start Selected excerpt

Studio album by Sturm und Drang
- Released: May 30, 2007
- Recorded: 2006/07
- Genre: Hard rock
- Length: 38:36
- Label: HMC Finland, GUN
- Producer: Jimmy Westerlund, A.Linman, P.Linman, M.Persson

Sturm und Drang chronology
|  | Learning to Rock (2007) | Rock 'n Roll Children (2008) |

= Learning to Rock =

Learning to Rock is the debut album by the Finnish band Sturm und Drang. It spawned "Rising Son" and "Forever" (only radio promo single) as its first two singles. The band members were only 15 and 16 years old when the album was released. The album was released in Germany, Austria and Switzerland on August 24, 2007, and the versions released there had different cover and different track lists. One version was the same in Finland, but their German label GUN Records released an Amazon special version which included a cover of Judas Priests "Breaking the Law", the video for "Rising Son" and an EPK interview. They also recorded a new version of "Forever", featuring Udo Dirkschneider on backing vocals.

Professional ratings
Review scores
| Source | Rating |
| Imperiumi |  |

==Track listing==

1. "Broken" (A.Linman/P.Linman)
2. "Talking to Silence" (A.Linman/P.Linman/M.Persson)
3. "Forever" (A.Linman/P.Linman/M.Persson)
4. "Rising Son" (A.Linman/P.Linman/M.Persson)
5. "The Raven" (A.Linman/P.Linman)

end Selected excerpt

Jobs:
• a. Retype the passage of the Learning to Rock entry from "Sturm und Drang chronology" to "on backing vocals.".
• b. According to the Learning to Rock entry, on what date was the album released in Germany, Austria and Switzerland?

start Excerpted data

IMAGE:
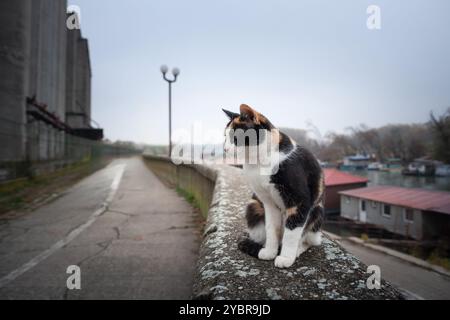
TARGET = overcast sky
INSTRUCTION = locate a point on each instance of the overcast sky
(294, 61)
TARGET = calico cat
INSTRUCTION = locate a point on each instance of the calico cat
(287, 206)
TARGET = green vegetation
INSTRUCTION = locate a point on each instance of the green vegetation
(20, 193)
(404, 141)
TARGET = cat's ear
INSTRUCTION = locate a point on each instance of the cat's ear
(248, 112)
(230, 114)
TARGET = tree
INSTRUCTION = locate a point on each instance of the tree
(441, 134)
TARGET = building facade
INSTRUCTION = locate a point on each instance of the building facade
(45, 83)
(335, 182)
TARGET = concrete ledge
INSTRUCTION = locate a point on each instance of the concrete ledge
(224, 272)
(400, 255)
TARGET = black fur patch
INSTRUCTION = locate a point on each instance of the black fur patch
(315, 219)
(285, 143)
(298, 181)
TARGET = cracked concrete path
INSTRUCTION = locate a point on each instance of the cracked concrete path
(142, 245)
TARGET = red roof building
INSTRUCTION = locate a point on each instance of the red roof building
(421, 199)
(416, 213)
(337, 181)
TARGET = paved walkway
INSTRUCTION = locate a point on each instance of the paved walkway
(142, 245)
(418, 282)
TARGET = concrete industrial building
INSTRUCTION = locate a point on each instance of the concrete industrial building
(45, 83)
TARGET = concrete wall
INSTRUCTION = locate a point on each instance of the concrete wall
(78, 81)
(15, 26)
(40, 58)
(350, 208)
(195, 180)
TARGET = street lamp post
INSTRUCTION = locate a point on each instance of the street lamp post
(175, 73)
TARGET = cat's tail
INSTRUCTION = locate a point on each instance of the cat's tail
(254, 241)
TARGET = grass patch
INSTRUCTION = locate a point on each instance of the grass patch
(23, 193)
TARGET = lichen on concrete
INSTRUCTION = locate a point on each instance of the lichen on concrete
(224, 272)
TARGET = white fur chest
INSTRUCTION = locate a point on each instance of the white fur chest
(261, 185)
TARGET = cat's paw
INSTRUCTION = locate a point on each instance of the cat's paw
(267, 254)
(284, 262)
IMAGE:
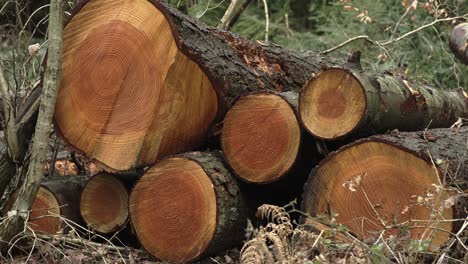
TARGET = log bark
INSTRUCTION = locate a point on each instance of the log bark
(344, 101)
(387, 182)
(186, 207)
(104, 203)
(16, 217)
(56, 203)
(115, 107)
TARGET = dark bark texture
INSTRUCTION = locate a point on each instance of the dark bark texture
(396, 103)
(235, 65)
(67, 192)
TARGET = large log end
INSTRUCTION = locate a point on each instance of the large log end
(261, 137)
(374, 186)
(332, 104)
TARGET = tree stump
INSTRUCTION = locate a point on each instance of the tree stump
(56, 200)
(387, 182)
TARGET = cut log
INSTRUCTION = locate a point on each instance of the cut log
(387, 182)
(261, 136)
(54, 201)
(141, 80)
(186, 207)
(458, 42)
(104, 203)
(340, 102)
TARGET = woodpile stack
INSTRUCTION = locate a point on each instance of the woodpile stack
(143, 86)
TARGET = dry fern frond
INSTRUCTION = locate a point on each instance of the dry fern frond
(274, 214)
(278, 247)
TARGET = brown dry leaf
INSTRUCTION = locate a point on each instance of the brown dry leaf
(34, 49)
(457, 125)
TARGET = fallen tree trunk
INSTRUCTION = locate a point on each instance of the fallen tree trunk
(56, 199)
(186, 207)
(389, 182)
(25, 124)
(104, 203)
(118, 107)
(340, 102)
(458, 42)
(55, 207)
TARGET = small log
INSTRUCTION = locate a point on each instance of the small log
(165, 91)
(261, 137)
(386, 182)
(104, 203)
(55, 200)
(186, 207)
(458, 42)
(341, 102)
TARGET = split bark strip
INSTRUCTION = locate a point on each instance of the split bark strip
(386, 182)
(230, 12)
(220, 64)
(458, 42)
(16, 217)
(188, 206)
(25, 123)
(345, 101)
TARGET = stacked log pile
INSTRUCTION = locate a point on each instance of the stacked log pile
(144, 84)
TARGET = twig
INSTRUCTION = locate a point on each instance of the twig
(399, 22)
(382, 43)
(267, 18)
(365, 37)
(35, 173)
(227, 17)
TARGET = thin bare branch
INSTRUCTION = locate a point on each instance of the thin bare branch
(9, 116)
(230, 12)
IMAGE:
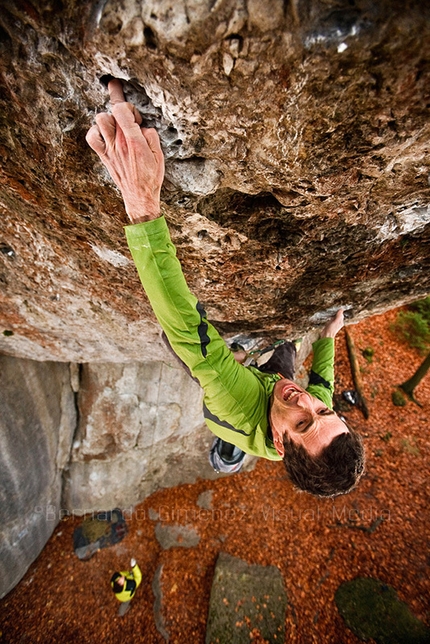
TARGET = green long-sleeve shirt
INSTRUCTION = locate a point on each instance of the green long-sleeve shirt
(236, 398)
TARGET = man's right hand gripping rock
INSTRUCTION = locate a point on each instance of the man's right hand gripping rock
(131, 154)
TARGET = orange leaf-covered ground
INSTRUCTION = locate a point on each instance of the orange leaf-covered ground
(379, 530)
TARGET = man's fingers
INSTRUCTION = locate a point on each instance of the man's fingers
(151, 135)
(107, 126)
(95, 140)
(116, 92)
(124, 116)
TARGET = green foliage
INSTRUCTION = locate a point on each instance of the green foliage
(413, 325)
(368, 354)
(398, 398)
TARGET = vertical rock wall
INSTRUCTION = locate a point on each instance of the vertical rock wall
(37, 422)
(140, 427)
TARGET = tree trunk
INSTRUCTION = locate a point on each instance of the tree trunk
(409, 386)
(355, 369)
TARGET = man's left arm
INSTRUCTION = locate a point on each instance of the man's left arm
(321, 379)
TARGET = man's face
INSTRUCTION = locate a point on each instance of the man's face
(305, 419)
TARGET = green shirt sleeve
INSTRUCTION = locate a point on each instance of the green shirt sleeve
(321, 381)
(235, 396)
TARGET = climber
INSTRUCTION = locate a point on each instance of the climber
(264, 414)
(124, 585)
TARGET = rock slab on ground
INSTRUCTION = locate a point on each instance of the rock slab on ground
(247, 601)
(372, 609)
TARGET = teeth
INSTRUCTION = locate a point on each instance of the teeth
(291, 395)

end Excerpted data

Exercise responses:
• a.
Sturm und Drang chronology
|  | Learning to Rock (2007) | Rock 'n Roll Children (2008) |

= Learning to Rock =

Learning to Rock is the debut album by the Finnish band Sturm und Drang. It spawned "Rising Son" and "Forever" (only radio promo single) as its first two singles. The band members were only 15 and 16 years old when the album was released. The album was released in Germany, Austria and Switzerland on August 24, 2007, and the versions released there had different cover and different track lists. One version was the same in Finland, but their German label GUN Records released an Amazon special version which included a cover of Judas Priests "Breaking the Law", the video for "Rising Son" and an EPK interview. They also recorded a new version of "Forever", featuring Udo Dirkschneider on backing vocals.

• b. August 24, 2007